§ **Problem statement**
Whatever appears in the records apart from pictures must be reproduced exactly.

Collected data:
***
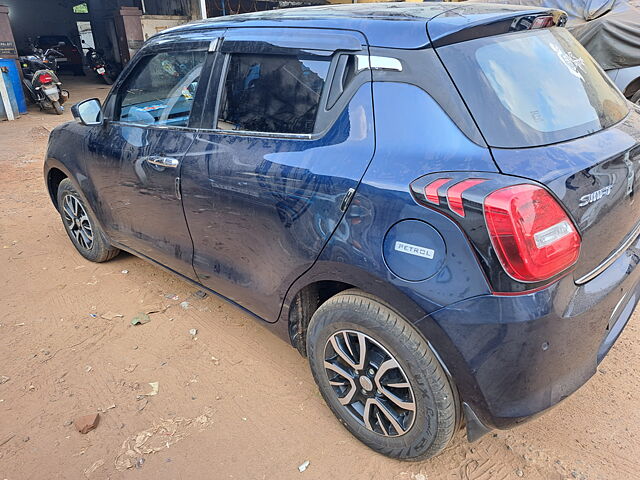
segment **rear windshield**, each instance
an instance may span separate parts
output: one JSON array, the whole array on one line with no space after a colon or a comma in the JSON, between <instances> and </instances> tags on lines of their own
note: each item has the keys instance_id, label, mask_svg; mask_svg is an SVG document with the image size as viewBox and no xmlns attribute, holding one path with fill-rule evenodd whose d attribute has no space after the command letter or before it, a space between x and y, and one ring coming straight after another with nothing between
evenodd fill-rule
<instances>
[{"instance_id":1,"label":"rear windshield","mask_svg":"<svg viewBox=\"0 0 640 480\"><path fill-rule=\"evenodd\" d=\"M69 38L64 35L43 35L38 37L38 44L40 45L57 45L59 42L71 43Z\"/></svg>"},{"instance_id":2,"label":"rear windshield","mask_svg":"<svg viewBox=\"0 0 640 480\"><path fill-rule=\"evenodd\" d=\"M570 140L628 113L626 100L564 28L479 38L438 53L494 147Z\"/></svg>"}]
</instances>

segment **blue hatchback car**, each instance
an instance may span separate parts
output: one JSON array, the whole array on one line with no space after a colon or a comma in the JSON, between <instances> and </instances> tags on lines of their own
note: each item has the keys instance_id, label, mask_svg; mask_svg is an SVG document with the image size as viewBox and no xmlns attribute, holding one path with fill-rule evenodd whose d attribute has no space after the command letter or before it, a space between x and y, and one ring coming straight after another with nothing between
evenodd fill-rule
<instances>
[{"instance_id":1,"label":"blue hatchback car","mask_svg":"<svg viewBox=\"0 0 640 480\"><path fill-rule=\"evenodd\" d=\"M177 27L51 133L46 185L85 258L240 306L354 436L428 458L566 398L638 302L640 111L565 21L393 3Z\"/></svg>"}]
</instances>

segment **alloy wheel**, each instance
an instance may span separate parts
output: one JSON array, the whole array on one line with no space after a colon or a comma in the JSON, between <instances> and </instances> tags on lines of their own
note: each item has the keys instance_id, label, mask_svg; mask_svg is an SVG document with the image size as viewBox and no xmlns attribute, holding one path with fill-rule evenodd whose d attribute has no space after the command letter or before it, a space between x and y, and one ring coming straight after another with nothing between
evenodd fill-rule
<instances>
[{"instance_id":1,"label":"alloy wheel","mask_svg":"<svg viewBox=\"0 0 640 480\"><path fill-rule=\"evenodd\" d=\"M413 389L379 342L362 332L340 330L327 340L324 368L338 401L358 423L385 437L409 431L416 415Z\"/></svg>"},{"instance_id":2,"label":"alloy wheel","mask_svg":"<svg viewBox=\"0 0 640 480\"><path fill-rule=\"evenodd\" d=\"M78 244L85 250L93 246L93 228L89 216L80 200L74 195L67 194L63 205L65 225Z\"/></svg>"}]
</instances>

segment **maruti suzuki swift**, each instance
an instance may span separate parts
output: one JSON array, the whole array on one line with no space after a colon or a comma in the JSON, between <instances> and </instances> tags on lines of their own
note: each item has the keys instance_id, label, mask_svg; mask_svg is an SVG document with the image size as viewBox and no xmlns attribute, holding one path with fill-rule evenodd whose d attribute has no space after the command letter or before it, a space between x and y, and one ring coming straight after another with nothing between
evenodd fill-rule
<instances>
[{"instance_id":1,"label":"maruti suzuki swift","mask_svg":"<svg viewBox=\"0 0 640 480\"><path fill-rule=\"evenodd\" d=\"M320 6L150 39L51 133L75 248L220 295L390 457L557 404L640 295L640 111L563 12ZM277 401L277 399L265 399Z\"/></svg>"}]
</instances>

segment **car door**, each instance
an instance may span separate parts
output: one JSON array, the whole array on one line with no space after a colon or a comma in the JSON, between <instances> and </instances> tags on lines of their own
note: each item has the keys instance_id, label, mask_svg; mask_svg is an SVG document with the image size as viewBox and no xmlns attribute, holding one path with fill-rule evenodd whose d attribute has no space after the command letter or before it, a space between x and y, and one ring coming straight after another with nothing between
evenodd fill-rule
<instances>
[{"instance_id":1,"label":"car door","mask_svg":"<svg viewBox=\"0 0 640 480\"><path fill-rule=\"evenodd\" d=\"M201 78L208 78L216 35L160 36L147 45L110 96L105 124L88 139L86 168L109 236L191 278L181 160L195 139L198 96L206 90Z\"/></svg>"},{"instance_id":2,"label":"car door","mask_svg":"<svg viewBox=\"0 0 640 480\"><path fill-rule=\"evenodd\" d=\"M204 285L275 321L373 156L366 40L229 29L216 57L202 130L182 165L193 265Z\"/></svg>"}]
</instances>

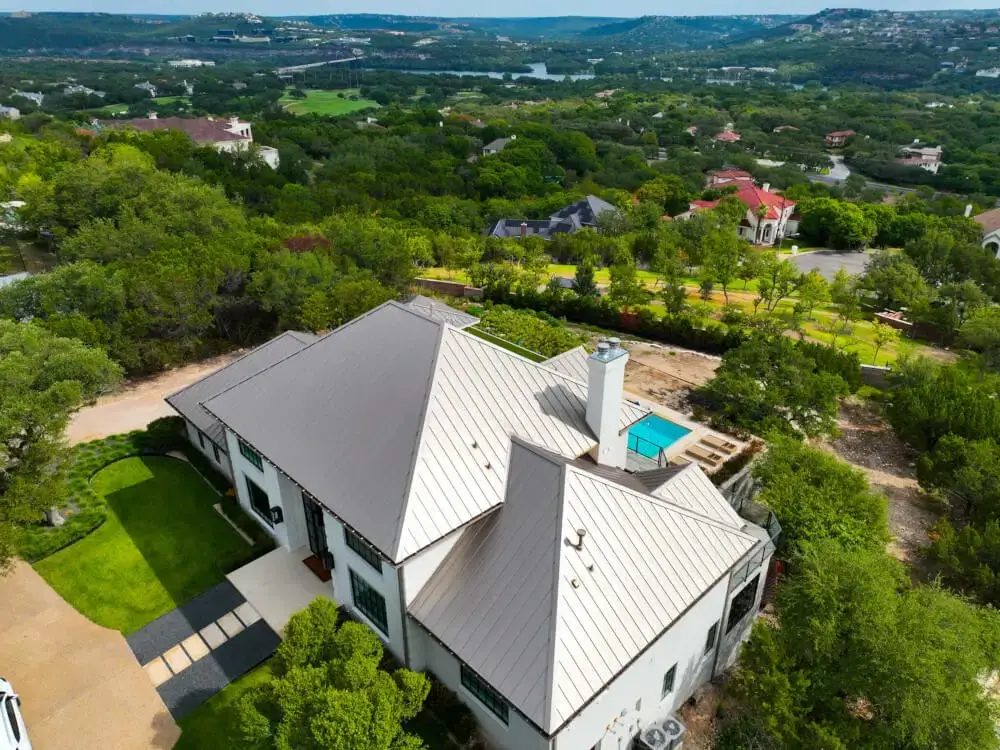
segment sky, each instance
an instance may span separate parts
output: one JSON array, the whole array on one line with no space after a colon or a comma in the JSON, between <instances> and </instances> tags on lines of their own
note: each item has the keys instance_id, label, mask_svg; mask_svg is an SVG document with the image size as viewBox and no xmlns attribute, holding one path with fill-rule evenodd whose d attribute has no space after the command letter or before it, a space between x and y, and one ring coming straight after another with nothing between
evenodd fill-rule
<instances>
[{"instance_id":1,"label":"sky","mask_svg":"<svg viewBox=\"0 0 1000 750\"><path fill-rule=\"evenodd\" d=\"M836 0L757 0L753 13L809 15L823 8L851 7L890 10L956 10L996 7L996 0L881 0L876 3ZM254 12L261 15L322 15L333 13L398 13L423 16L622 16L730 15L751 12L746 0L715 0L704 5L663 0L631 0L627 4L607 0L506 0L502 4L468 0L0 0L0 11L76 11L97 13L204 13L206 11Z\"/></svg>"}]
</instances>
***
§ **Result of the task**
segment **rear windshield**, each instance
an instance may span separate parts
output: one JSON array, the whole array on one line with no space after a colon or a comma in the JSON, between <instances> and </instances> tags on lines of their own
note: each item has the keys instance_id, label, mask_svg; mask_svg is an SVG document with the image size as viewBox and no xmlns attribute, holding one path with fill-rule evenodd whose d attribute has no space after the command letter or before it, a space between x and y, and one ring coming straight after another with nothing between
evenodd fill-rule
<instances>
[{"instance_id":1,"label":"rear windshield","mask_svg":"<svg viewBox=\"0 0 640 480\"><path fill-rule=\"evenodd\" d=\"M69 38L64 35L43 35L38 37L38 44L40 45L57 45L59 42L71 43Z\"/></svg>"},{"instance_id":2,"label":"rear windshield","mask_svg":"<svg viewBox=\"0 0 640 480\"><path fill-rule=\"evenodd\" d=\"M570 140L628 113L626 100L564 28L479 38L438 53L494 147Z\"/></svg>"}]
</instances>

segment **blue hatchback car**, each instance
an instance may span separate parts
output: one JSON array, the whole array on one line with no space after a colon or a comma in the JSON, between <instances> and </instances> tags on lines of their own
note: each item has the keys instance_id, label, mask_svg; mask_svg is an SVG document with the image size as viewBox and no xmlns attribute, holding one path with fill-rule evenodd whose d attribute has no space after the command letter or before it, a space between x and y, and one ring coming straight after another with nothing between
evenodd fill-rule
<instances>
[{"instance_id":1,"label":"blue hatchback car","mask_svg":"<svg viewBox=\"0 0 640 480\"><path fill-rule=\"evenodd\" d=\"M177 27L51 133L46 185L85 258L240 306L354 436L428 458L566 398L638 302L640 111L565 21L393 3Z\"/></svg>"}]
</instances>

segment **alloy wheel**, each instance
an instance may span separate parts
output: one JSON array, the whole array on one line with no space after a colon or a comma in the JSON, between <instances> and </instances> tags on lines of their own
note: each item has the keys instance_id, label, mask_svg; mask_svg is an SVG document with the image size as viewBox and no xmlns attribute, holding one path with fill-rule evenodd whose d attribute has no space after the command letter or before it, a space between x and y, and one ring coming straight after another with nothing between
evenodd fill-rule
<instances>
[{"instance_id":1,"label":"alloy wheel","mask_svg":"<svg viewBox=\"0 0 640 480\"><path fill-rule=\"evenodd\" d=\"M413 389L379 342L362 332L340 330L327 340L324 368L338 401L358 423L385 437L409 431L416 415Z\"/></svg>"},{"instance_id":2,"label":"alloy wheel","mask_svg":"<svg viewBox=\"0 0 640 480\"><path fill-rule=\"evenodd\" d=\"M78 244L85 250L93 246L93 228L89 216L80 200L74 195L67 194L63 205L65 225Z\"/></svg>"}]
</instances>

segment **maruti suzuki swift**, each instance
an instance may span separate parts
output: one JSON array, the whole array on one line with no space after a colon or a comma in the JSON, between <instances> and </instances> tags on lines of their own
note: each item has the keys instance_id, label, mask_svg; mask_svg is an SVG document with the image size as viewBox and no xmlns attribute, holding one path with fill-rule evenodd whose d attribute has no space after the command letter or before it, a space between x and y, and one ring coming straight after another with nothing between
evenodd fill-rule
<instances>
[{"instance_id":1,"label":"maruti suzuki swift","mask_svg":"<svg viewBox=\"0 0 640 480\"><path fill-rule=\"evenodd\" d=\"M320 6L150 39L51 133L75 248L220 295L390 457L557 404L640 295L640 111L563 12ZM277 401L277 399L265 399Z\"/></svg>"}]
</instances>

segment **car door**, each instance
an instance may span separate parts
output: one JSON array, the whole array on one line with no space after a colon or a comma in the JSON, between <instances> and </instances> tags on lines of their own
note: each item has the keys instance_id, label, mask_svg; mask_svg is an SVG document with the image size as viewBox and no xmlns attribute, holding one path with fill-rule evenodd whose d attribute has no space after the command letter or before it, a space between x and y, and one ring coming straight after another with nothing between
evenodd fill-rule
<instances>
[{"instance_id":1,"label":"car door","mask_svg":"<svg viewBox=\"0 0 640 480\"><path fill-rule=\"evenodd\" d=\"M201 78L208 78L216 35L160 36L147 45L110 96L105 124L88 139L86 168L109 236L191 278L181 160L195 139L198 96L206 90Z\"/></svg>"},{"instance_id":2,"label":"car door","mask_svg":"<svg viewBox=\"0 0 640 480\"><path fill-rule=\"evenodd\" d=\"M204 285L275 321L373 156L366 40L229 29L216 57L202 130L182 165L193 265Z\"/></svg>"}]
</instances>

segment sky, each instance
an instance may span separate parts
output: one JSON array, the whole array on one line with no space after a colon or a comma in the JSON, between <instances> and </instances> tags on lines of their own
note: each item has the keys instance_id, label, mask_svg; mask_svg is an SVG document with the image size as viewBox and no xmlns attribute, holding one path with fill-rule evenodd whose d attribute has no space after the command letter or before it, a space between x and y, and one ring coming straight after another with nothing between
evenodd fill-rule
<instances>
[{"instance_id":1,"label":"sky","mask_svg":"<svg viewBox=\"0 0 1000 750\"><path fill-rule=\"evenodd\" d=\"M836 0L757 0L753 13L809 15L823 8L851 7L890 10L956 10L996 7L996 0L881 0L876 3ZM254 12L261 15L322 15L333 13L398 13L423 16L622 16L730 15L751 12L746 0L715 0L704 5L663 0L631 0L627 4L607 0L506 0L502 4L468 0L0 0L0 11L76 11L97 13L204 13L206 11Z\"/></svg>"}]
</instances>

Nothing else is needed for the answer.